Records for the exercise below:

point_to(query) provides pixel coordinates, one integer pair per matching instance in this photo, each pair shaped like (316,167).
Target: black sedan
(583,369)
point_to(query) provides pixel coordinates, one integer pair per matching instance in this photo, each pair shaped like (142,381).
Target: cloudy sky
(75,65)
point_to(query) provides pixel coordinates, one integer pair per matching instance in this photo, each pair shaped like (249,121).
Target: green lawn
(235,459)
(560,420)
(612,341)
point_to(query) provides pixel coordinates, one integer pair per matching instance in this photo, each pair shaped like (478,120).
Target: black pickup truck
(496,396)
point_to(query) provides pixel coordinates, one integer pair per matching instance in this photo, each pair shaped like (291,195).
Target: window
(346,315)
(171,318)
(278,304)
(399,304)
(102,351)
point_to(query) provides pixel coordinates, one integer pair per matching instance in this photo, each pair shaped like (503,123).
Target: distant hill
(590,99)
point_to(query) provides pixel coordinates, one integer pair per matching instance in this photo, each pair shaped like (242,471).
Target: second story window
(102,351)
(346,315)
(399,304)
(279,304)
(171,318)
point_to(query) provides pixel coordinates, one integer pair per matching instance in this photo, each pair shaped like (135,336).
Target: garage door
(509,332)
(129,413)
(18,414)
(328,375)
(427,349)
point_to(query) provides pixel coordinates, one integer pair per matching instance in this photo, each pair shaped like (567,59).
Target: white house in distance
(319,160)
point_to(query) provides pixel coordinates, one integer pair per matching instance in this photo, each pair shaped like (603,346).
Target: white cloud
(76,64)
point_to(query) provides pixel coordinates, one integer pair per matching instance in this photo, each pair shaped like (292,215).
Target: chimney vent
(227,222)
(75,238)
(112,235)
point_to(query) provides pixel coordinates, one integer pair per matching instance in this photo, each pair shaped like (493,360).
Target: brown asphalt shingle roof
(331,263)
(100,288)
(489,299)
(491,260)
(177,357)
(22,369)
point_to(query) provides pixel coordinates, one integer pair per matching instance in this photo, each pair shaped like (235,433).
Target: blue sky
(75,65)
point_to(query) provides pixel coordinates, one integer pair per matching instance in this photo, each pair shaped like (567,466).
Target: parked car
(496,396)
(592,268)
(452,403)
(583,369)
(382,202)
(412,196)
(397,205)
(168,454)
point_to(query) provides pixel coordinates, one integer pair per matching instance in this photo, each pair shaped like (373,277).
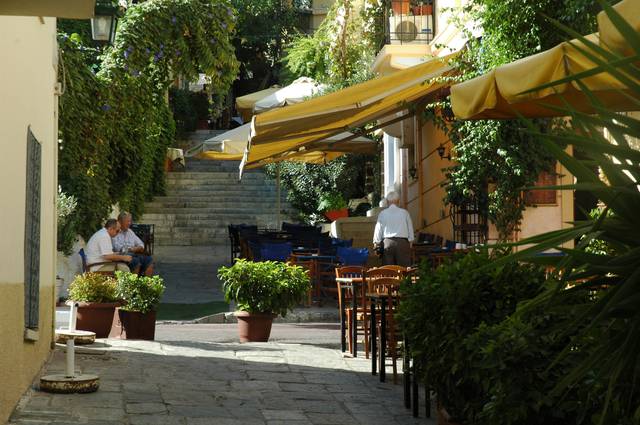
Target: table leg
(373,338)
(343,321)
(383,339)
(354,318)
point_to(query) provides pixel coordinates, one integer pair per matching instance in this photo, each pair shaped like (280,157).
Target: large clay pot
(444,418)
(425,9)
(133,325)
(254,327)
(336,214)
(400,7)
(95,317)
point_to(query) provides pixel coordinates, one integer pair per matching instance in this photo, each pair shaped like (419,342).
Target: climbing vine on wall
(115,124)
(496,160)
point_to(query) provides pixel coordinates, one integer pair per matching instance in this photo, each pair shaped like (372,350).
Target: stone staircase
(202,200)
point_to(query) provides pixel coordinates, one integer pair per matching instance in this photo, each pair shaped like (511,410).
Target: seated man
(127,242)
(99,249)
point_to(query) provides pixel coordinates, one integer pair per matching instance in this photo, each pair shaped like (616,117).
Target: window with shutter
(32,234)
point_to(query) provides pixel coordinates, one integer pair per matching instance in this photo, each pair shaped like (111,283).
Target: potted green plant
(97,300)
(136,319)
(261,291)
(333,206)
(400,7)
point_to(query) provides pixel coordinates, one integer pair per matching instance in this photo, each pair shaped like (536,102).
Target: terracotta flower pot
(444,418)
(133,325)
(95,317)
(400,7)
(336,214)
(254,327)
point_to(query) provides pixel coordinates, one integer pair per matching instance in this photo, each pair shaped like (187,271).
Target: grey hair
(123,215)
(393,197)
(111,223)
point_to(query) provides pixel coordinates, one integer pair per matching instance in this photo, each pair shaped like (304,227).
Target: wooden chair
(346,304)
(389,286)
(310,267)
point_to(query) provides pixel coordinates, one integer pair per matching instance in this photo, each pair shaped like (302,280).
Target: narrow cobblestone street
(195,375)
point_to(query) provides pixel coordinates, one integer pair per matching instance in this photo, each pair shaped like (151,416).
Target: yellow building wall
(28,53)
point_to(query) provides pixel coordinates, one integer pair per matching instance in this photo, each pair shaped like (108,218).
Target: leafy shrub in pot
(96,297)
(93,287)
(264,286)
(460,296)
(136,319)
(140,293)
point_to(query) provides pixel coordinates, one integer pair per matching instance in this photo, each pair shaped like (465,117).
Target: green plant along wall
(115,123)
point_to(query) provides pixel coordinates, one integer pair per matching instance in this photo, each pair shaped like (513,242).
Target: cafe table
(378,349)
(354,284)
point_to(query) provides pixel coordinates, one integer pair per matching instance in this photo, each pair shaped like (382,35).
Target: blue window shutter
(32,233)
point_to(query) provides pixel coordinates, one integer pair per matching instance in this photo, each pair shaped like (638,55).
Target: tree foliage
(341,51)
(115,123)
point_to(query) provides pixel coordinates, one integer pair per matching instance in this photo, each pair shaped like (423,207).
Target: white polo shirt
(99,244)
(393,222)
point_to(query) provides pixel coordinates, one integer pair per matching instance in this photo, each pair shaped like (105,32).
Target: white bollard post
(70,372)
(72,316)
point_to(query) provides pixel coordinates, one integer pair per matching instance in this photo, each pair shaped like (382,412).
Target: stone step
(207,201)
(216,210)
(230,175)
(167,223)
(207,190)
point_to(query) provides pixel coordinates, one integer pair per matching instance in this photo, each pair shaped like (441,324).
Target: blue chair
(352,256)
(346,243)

End of Records for the exercise.

What is required:
Above are the records; repeat them all exactly, without the pictures.

Exercise output:
point_to(query) provides pixel coordinates, one integer pair per matching instance in this photo, each pair shaped like (316,167).
Target: black sedan
(583,369)
point_to(query) provides pixel coordinates, one integer pair per matching instance in this photo, each pair shaped like (142,381).
Target: cloudy sky
(75,65)
point_to(query) provides pixel coordinates, one integer pair per matching instance in this photo, each pair shaped like (249,121).
Target: green lawn
(235,459)
(560,420)
(612,341)
point_to(query) provides pixel coordinates, one integer pair per matching instance in this photo, each pair shaped like (478,120).
Target: black pickup truck
(496,396)
point_to(query) provides pixel coordinates, one integer pair per matching instance in this photo, each pair shaped like (291,195).
Target: window
(346,315)
(171,318)
(278,304)
(399,304)
(102,351)
point_to(query) provides pixel coordinates, one integer pair per matching instance in this photo, each pair shaped like (503,123).
Target: distant hill
(590,99)
point_to(query) provides pixel coordinates, one integer pair per matching instance in this photo, each pair shaped like (242,471).
Target: second story window
(102,351)
(346,315)
(399,304)
(279,304)
(171,318)
point_to(query) provides pixel coordinates, one integer pair per matching instance in this photo, each pair shaped like (135,336).
Target: garage door
(509,332)
(129,413)
(18,414)
(328,375)
(427,349)
point_to(query) provides pixel coordinates, one integer pair per matching instance in this photo, each pair shaped like (567,59).
Target: white house in distance
(319,160)
point_to(query) provides pixel coordinates, one integer pair per matching instance in this photo, each pair shaped like (603,346).
Target: white cloud
(76,64)
point_to(query) provides pixel coordinates, one integer pair per matching instance in this photo, each pair shaped like (292,215).
Target: chimney vent
(227,222)
(75,238)
(112,235)
point_to(query) provides pixel coordinates, one integer pair per matching instance in this photo, each pair shaped like (493,360).
Target: brown asphalt shingle roof
(331,263)
(100,288)
(489,299)
(491,260)
(177,357)
(22,369)
point_to(query) provides pixel coordinates, one integer pair per matching instance in this photo, each pair shaped like (235,433).
Target: blue sky
(75,65)
point_to(query) provides pixel coordinates, one integer pair per matching instance in this photo, each pair shaped like (567,466).
Target: parked car
(496,396)
(592,268)
(452,403)
(583,369)
(382,202)
(412,196)
(397,205)
(168,454)
point_to(query) provides pixel coordinates, one integer pair per matching instance in this photo, each pair shaped like (373,277).
Target: table leg
(373,338)
(343,321)
(383,339)
(354,318)
point_to(query) provides pixel coordinates, one integer pair per matching instance in this photo, each pair shaped like (280,157).
Target: large clay pot
(444,418)
(425,9)
(133,325)
(254,327)
(336,214)
(400,7)
(95,317)
point_to(query) provides pixel coordinates, one integer pair per matching instance in this photo, each pair shaped like (419,342).
Target: climbing vine on wall
(115,124)
(496,160)
point_to(query) provides pixel coordinates, one integer pair per matching instance in this photo, each pair shaped like (372,350).
Target: stone staircase
(202,200)
point_to(query) provides pixel coordinates, one integer pair per matching instance in this photo, each pair shaped like (511,410).
Target: seated man
(127,242)
(99,249)
point_to(query) provides pixel coordinates, one integer pair per matching instance in this photo, each pair shaped like (616,117).
Target: window with shutter
(32,234)
point_to(query) provides pixel coordinates, one integer pair per matching instance in this photo, each pair shaped like (111,283).
Target: potted green plant
(97,300)
(136,319)
(261,291)
(333,206)
(400,7)
point_to(query) provides pixel coordinates, one integer pair per matching instance in this photo, each pair shaped like (536,102).
Target: terracotta flower pot
(444,418)
(133,325)
(95,317)
(400,7)
(336,214)
(254,327)
point_to(query) provides pixel coordinates, one integer pair per matching instance in this photo, each pair shaped like (187,271).
Target: grey hair
(123,215)
(393,197)
(111,223)
point_to(query) provides pixel coordinates, one integer pair per matching instance in this photo, each pair shaped like (304,227).
Target: wooden chair
(346,304)
(389,286)
(310,267)
point_to(query) provides pixel coordinates, one integer pair per matching instance in this photo, each pair shaped like (302,280).
Target: narrow cobblestone street
(195,375)
point_to(query) provides pixel coordinates, one integer pair per matching instance in this photo, each pair shaped like (151,416).
Target: yellow building wall
(28,53)
point_to(query) provides pixel coordinates, one integer pair per matching instance in this photo, each pair shaped like (108,218).
Target: leafy shrub in pot
(96,297)
(93,287)
(264,286)
(460,296)
(136,319)
(140,293)
point_to(query) provides pixel coordinates, one integer pair per matching instance in this photo, each pair shaped like (465,117).
Target: green plant along wall
(115,123)
point_to(query) provides pixel coordinates, one integer pair per matching instance in this photo, each pair shaped like (513,242).
Target: cafe table
(378,349)
(354,284)
point_to(query) provides pixel coordinates, one integer pair per matching instance in this photo, each pair shaped like (382,35).
Target: blue window shutter
(32,233)
point_to(query) provides pixel coordinates, one integer pair per matching instance in this photo, each pair shaped like (638,55).
Target: tree foliage
(341,51)
(115,123)
point_to(query) provides pixel coordinates, one integer pair per matching instance in this photo, each pair shaped like (423,207).
Target: white polo shirt
(99,244)
(393,222)
point_to(query) provides pixel coordinates, one integer pair per matching instance in this photo, each pair shaped like (105,32).
Target: white bollard post
(70,372)
(72,316)
point_to(query) provides pixel coordinates, one integer pair per matching instance in this photo, each pair shaped like (382,412).
Target: stone step
(207,201)
(216,210)
(230,175)
(167,223)
(207,190)
point_to(query) provides pixel coordinates, one integer pair per matching instance in this photo, each pair shaped like (441,324).
Target: blue chair
(352,256)
(346,243)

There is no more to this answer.